### PROBLEM DETAILS
Determine how many lines in the listing below include "coordinate", and answer with only that number.

### STORED DATA
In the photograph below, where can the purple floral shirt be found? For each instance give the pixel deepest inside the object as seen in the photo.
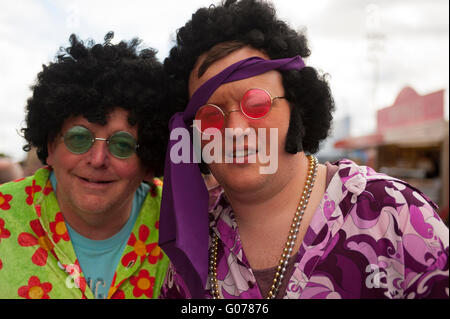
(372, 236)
--
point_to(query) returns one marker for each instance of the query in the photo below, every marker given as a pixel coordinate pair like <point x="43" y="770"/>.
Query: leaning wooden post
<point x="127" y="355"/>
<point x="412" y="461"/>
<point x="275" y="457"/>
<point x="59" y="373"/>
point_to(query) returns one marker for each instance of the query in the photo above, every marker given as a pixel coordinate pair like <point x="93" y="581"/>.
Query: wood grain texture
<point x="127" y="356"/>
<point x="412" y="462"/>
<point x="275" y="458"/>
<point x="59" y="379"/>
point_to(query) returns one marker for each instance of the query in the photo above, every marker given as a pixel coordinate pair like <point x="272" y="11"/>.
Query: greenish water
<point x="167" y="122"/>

### RESPONSE
3